LISTED RECORDS:
----------

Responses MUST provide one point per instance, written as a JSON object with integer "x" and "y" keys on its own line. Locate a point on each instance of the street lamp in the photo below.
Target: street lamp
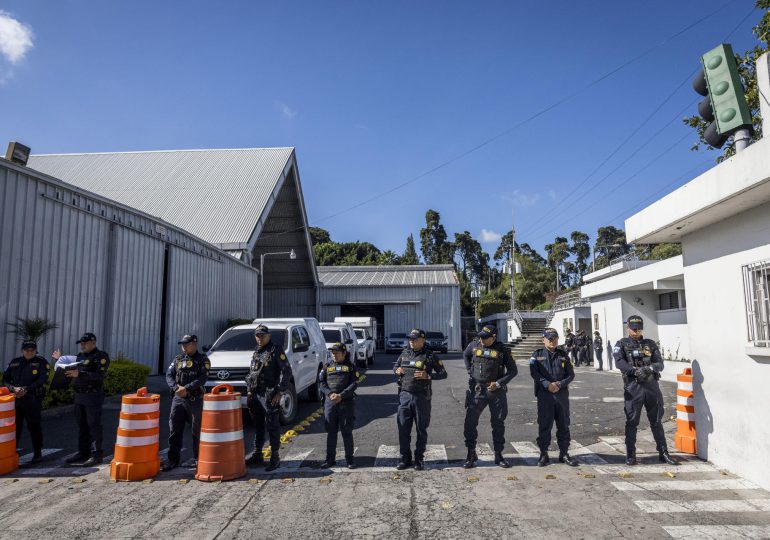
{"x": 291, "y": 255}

----------

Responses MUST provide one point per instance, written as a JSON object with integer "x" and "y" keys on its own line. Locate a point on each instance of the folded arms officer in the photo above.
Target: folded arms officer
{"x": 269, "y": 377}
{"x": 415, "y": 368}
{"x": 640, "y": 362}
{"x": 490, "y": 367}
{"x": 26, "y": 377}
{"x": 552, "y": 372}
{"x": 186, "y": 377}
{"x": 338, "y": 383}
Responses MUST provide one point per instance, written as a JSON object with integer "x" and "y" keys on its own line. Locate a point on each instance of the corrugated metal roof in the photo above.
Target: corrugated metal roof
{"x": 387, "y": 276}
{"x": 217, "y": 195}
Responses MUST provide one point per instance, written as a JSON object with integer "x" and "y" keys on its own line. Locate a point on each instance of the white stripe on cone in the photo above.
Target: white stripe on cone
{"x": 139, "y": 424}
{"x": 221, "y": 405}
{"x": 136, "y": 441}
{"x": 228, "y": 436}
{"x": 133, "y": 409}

----------

State how many lines of the records above contain the word "lamp", and reply with the number alone.

2